━━━ Data to examine ━━━
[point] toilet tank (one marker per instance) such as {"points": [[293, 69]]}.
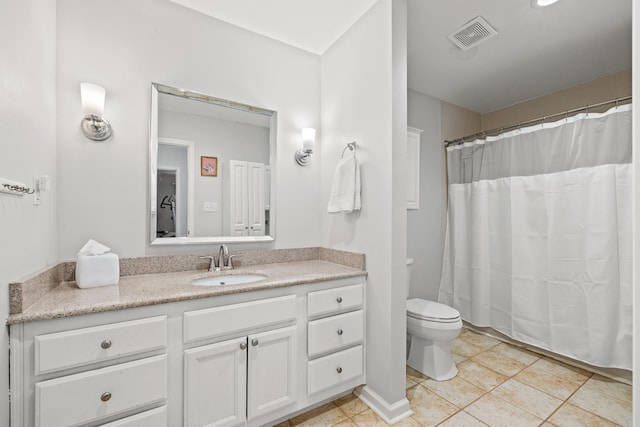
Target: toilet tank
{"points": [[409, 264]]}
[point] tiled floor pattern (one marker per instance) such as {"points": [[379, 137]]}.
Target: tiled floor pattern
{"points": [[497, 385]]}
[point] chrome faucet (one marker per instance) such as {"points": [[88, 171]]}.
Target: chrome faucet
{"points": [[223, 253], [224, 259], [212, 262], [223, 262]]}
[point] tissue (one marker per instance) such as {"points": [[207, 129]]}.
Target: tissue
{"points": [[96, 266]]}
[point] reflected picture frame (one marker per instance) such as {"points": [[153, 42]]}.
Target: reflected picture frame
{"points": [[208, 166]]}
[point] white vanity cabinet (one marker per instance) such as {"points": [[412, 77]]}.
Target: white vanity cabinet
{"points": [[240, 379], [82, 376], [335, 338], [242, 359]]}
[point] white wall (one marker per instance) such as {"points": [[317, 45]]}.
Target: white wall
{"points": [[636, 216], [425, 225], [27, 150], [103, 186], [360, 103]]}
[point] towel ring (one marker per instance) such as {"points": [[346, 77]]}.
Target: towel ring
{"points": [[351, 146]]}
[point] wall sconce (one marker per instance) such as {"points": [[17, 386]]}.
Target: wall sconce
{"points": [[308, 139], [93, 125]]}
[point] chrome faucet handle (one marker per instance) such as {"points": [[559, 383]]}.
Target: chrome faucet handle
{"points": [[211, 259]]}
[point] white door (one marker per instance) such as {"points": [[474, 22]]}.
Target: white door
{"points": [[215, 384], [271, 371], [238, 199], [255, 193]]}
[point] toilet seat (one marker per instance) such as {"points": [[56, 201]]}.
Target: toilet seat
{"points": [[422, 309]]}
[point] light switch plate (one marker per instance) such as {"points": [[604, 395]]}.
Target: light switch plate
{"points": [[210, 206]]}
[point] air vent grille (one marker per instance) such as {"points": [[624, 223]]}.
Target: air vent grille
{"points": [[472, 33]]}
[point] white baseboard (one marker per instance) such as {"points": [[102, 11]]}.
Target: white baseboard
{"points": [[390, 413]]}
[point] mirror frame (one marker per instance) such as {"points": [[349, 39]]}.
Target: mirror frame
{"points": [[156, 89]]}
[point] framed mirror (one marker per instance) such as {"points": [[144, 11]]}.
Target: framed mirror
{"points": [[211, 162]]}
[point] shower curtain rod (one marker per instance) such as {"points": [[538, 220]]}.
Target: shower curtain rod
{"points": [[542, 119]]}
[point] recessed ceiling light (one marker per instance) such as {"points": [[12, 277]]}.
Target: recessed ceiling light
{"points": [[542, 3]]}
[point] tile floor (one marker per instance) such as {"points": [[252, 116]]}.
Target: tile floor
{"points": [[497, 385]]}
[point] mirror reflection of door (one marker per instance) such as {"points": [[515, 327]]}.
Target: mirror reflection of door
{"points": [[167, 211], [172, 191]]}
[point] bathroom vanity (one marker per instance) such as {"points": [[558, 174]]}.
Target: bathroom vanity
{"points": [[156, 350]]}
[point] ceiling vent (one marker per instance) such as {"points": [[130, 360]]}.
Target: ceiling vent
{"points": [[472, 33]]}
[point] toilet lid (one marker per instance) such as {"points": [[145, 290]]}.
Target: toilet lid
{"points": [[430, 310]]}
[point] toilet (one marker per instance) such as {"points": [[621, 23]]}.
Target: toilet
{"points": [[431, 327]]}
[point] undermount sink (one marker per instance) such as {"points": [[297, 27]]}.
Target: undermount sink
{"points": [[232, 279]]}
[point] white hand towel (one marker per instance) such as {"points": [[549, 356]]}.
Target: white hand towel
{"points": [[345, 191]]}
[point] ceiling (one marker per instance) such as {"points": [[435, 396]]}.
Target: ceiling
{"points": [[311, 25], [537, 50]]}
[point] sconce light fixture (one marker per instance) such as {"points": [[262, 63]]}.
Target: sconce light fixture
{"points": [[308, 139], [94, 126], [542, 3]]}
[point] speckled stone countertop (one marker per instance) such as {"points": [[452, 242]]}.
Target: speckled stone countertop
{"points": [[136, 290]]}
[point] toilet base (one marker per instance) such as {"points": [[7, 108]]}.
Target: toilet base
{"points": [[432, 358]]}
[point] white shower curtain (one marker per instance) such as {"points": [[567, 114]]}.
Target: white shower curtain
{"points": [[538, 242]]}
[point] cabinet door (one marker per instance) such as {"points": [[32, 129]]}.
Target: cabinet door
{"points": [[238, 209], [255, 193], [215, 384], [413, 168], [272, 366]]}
━━━
■ Task goal
Starting at the line that contains "Target: air vent grille" and stopping after the line that contains "[point] tile floor", write out every line exactly as it appears above, and no other line.

■ Answer to the exercise
Target: air vent grille
{"points": [[472, 33]]}
[point] white baseboard (one marker per instance) such as {"points": [[102, 11]]}.
Target: white baseboard
{"points": [[390, 413]]}
[point] mirror frame (one marker per instance) such as {"points": [[349, 39]]}.
Target: mirror frame
{"points": [[156, 89]]}
[point] framed mirror (one marker per instance) such as {"points": [[144, 11]]}.
Target: framed mirror
{"points": [[211, 162]]}
[point] shower curtain rod (one marker per instance) such as {"points": [[538, 220]]}.
Target: shower curtain rod
{"points": [[542, 119]]}
[point] recessed ceiling light (one marker per instance) such as {"points": [[12, 277]]}.
Target: recessed ceiling light
{"points": [[542, 3]]}
[point] tile floor (one marker per instance) such as {"points": [[252, 116]]}.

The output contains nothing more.